Your assignment —
From the entries below, copy exactly the lines from the one that contains "formatted like (79,130)" through the one that contains "formatted like (360,59)", both included, and only those.

Data supplied —

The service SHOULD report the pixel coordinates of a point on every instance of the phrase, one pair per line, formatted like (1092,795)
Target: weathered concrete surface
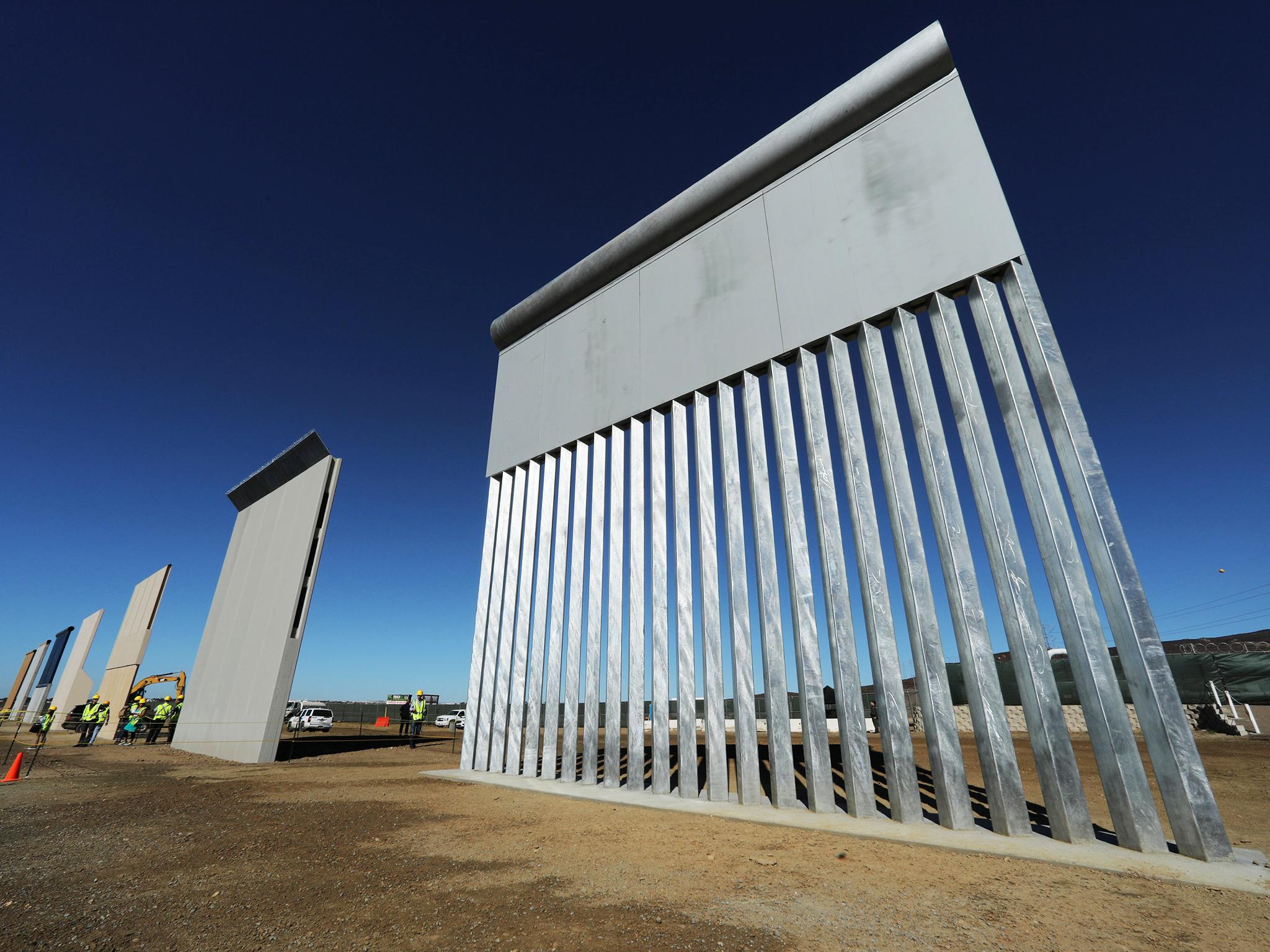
(247,659)
(131,643)
(74,687)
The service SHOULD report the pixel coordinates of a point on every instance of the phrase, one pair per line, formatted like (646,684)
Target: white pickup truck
(310,719)
(458,716)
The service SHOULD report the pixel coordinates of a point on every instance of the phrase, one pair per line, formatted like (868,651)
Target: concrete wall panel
(247,659)
(45,681)
(901,208)
(74,687)
(19,701)
(134,638)
(18,679)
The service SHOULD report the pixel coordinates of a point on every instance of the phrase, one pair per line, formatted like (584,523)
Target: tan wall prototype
(12,699)
(133,640)
(74,687)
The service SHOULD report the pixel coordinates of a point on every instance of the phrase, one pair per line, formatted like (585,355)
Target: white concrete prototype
(131,643)
(75,687)
(19,702)
(247,660)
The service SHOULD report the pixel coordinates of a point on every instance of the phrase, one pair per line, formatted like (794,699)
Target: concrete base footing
(1248,873)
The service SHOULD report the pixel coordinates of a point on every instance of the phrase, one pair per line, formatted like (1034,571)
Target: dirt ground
(131,848)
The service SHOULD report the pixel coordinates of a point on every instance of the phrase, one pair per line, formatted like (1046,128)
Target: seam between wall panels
(771,271)
(760,193)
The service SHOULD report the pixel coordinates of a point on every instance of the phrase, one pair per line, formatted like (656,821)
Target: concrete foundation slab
(1246,874)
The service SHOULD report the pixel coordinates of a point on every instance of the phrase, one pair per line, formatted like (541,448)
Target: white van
(310,719)
(458,716)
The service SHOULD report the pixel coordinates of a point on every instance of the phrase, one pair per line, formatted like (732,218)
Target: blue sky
(226,225)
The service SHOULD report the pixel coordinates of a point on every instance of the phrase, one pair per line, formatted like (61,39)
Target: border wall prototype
(247,659)
(74,685)
(130,645)
(719,404)
(45,682)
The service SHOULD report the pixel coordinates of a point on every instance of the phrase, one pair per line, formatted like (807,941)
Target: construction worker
(103,715)
(46,723)
(159,719)
(88,719)
(130,723)
(174,716)
(417,707)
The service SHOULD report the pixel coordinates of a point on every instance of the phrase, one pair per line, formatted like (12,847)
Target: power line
(1219,621)
(1213,609)
(1185,610)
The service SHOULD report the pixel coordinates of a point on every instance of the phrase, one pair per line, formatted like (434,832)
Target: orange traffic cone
(13,771)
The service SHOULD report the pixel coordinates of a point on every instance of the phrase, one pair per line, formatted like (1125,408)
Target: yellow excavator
(71,721)
(179,677)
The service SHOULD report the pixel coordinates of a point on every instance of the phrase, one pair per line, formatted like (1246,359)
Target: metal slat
(1005,787)
(487,565)
(614,645)
(498,725)
(780,751)
(1193,814)
(1124,780)
(853,736)
(687,741)
(636,601)
(897,746)
(534,695)
(1043,712)
(943,744)
(798,563)
(711,637)
(521,651)
(750,788)
(595,614)
(486,708)
(660,609)
(573,651)
(551,719)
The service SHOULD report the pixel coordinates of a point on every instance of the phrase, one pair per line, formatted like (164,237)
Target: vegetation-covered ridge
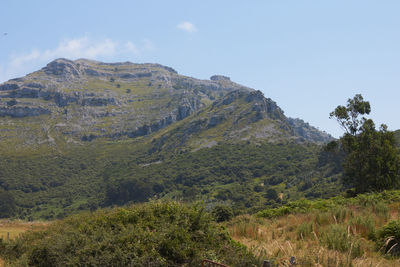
(151,234)
(73,102)
(244,176)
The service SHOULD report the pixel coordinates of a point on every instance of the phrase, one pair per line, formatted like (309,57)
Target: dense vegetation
(360,231)
(245,176)
(371,159)
(151,234)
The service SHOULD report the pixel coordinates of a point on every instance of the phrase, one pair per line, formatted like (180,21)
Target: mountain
(78,135)
(82,100)
(397,137)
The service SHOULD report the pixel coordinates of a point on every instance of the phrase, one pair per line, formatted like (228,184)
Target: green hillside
(79,135)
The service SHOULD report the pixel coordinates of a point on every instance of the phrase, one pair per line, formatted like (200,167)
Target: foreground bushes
(152,234)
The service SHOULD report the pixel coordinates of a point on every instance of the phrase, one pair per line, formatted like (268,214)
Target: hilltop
(78,135)
(70,102)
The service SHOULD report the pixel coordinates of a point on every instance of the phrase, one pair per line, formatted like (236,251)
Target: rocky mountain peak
(219,78)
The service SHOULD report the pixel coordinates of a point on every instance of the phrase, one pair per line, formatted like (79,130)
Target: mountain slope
(238,116)
(81,100)
(74,101)
(78,135)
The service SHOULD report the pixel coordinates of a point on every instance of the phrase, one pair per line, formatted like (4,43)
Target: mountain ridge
(82,100)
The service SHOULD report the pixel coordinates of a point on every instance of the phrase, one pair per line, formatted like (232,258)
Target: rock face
(20,112)
(84,100)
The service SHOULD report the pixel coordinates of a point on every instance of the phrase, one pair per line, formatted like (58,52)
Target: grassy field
(343,236)
(11,229)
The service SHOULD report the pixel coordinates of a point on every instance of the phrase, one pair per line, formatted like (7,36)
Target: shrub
(337,237)
(222,213)
(304,230)
(389,238)
(152,234)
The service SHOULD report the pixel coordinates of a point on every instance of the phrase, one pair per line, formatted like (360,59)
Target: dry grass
(11,229)
(307,237)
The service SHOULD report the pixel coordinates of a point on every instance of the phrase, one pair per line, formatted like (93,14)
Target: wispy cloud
(84,47)
(187,27)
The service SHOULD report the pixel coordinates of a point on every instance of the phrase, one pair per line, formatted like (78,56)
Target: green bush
(222,213)
(153,234)
(338,238)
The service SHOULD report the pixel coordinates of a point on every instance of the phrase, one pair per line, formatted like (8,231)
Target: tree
(7,204)
(347,117)
(372,161)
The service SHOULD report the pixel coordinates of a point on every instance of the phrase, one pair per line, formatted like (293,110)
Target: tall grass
(334,232)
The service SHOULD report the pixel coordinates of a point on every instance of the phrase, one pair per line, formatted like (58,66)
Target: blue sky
(308,56)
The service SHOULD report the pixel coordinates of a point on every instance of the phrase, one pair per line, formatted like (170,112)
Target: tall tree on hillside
(372,161)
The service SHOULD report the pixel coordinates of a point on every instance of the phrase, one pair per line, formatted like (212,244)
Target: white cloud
(84,47)
(187,27)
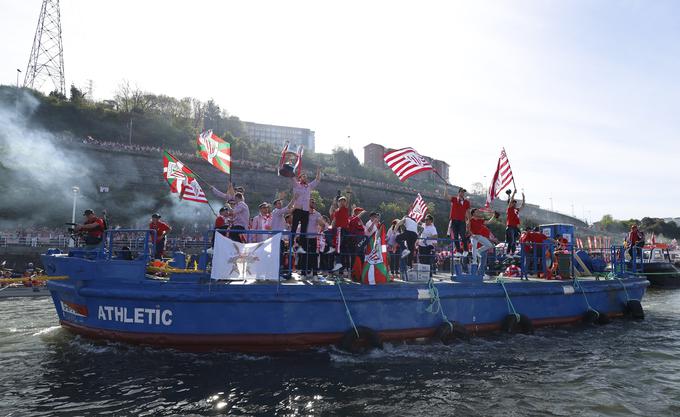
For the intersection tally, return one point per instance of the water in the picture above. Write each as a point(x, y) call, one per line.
point(624, 368)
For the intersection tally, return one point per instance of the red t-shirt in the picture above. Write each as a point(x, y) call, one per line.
point(513, 216)
point(355, 226)
point(220, 222)
point(160, 228)
point(342, 217)
point(459, 209)
point(97, 231)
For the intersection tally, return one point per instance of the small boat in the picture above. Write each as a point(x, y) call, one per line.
point(117, 298)
point(658, 267)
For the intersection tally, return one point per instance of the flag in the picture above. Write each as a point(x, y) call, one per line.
point(406, 162)
point(181, 179)
point(501, 178)
point(214, 150)
point(298, 164)
point(375, 264)
point(418, 209)
point(192, 191)
point(235, 260)
point(282, 161)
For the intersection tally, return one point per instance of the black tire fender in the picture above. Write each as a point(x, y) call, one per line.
point(364, 342)
point(591, 316)
point(513, 324)
point(448, 333)
point(634, 310)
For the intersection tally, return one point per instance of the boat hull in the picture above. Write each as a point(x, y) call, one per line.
point(270, 317)
point(662, 274)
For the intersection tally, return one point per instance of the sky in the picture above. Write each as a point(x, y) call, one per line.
point(583, 95)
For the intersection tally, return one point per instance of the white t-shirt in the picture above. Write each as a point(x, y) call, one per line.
point(279, 219)
point(411, 225)
point(428, 232)
point(313, 224)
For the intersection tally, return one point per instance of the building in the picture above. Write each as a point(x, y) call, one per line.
point(278, 135)
point(373, 156)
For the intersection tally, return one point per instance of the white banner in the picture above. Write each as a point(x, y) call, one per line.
point(235, 260)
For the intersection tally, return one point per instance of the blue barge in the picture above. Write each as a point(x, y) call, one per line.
point(106, 297)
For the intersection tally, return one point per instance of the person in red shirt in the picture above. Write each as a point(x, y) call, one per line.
point(512, 229)
point(480, 235)
point(162, 229)
point(458, 218)
point(635, 239)
point(93, 227)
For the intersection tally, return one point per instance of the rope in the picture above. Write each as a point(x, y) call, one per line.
point(511, 307)
point(349, 315)
point(35, 278)
point(580, 287)
point(435, 303)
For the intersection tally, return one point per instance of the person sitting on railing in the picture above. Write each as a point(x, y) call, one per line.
point(512, 229)
point(241, 218)
point(302, 194)
point(458, 217)
point(393, 247)
point(480, 235)
point(261, 222)
point(93, 227)
point(308, 259)
point(426, 243)
point(635, 241)
point(162, 229)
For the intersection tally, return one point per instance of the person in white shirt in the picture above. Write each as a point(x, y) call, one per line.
point(261, 222)
point(302, 194)
point(278, 217)
point(427, 242)
point(308, 255)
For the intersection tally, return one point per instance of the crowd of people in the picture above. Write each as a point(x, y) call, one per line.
point(257, 165)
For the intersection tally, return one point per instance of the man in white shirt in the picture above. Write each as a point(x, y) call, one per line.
point(308, 258)
point(261, 222)
point(241, 218)
point(302, 194)
point(427, 242)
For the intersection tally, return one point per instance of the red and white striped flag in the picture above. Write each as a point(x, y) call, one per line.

Worked solution —
The service SHOULD report the pixel coordinates of a point on every instance of the phrase, one pair per line, formatted like (79,130)
Target: mountain slope
(238,116)
(81,100)
(74,101)
(78,135)
The service SHOULD report the pixel coordinates of a point on every instance of the phrase, one pair per line, formatted like (4,43)
Target: mountain ridge
(82,100)
The service SHOULD report the pixel coordinates of a point on every instance of the phrase, one pair per line, formatted like (232,258)
Target: rock face
(20,112)
(84,100)
The service SHOULD report the pixel coordinates of a point on every instance of the phrase, one pair per line, formatted like (58,52)
Target: grassy field
(343,236)
(11,229)
The service SHOULD report the pixel coordinates of a point on every instance of the phrase, one pair per line, formatted like (7,36)
Target: shrub
(337,237)
(222,213)
(304,230)
(389,238)
(152,234)
The service SHOULD report the pixel coordinates of a point on every instance of the phrase, one pair per line, formatted like (360,59)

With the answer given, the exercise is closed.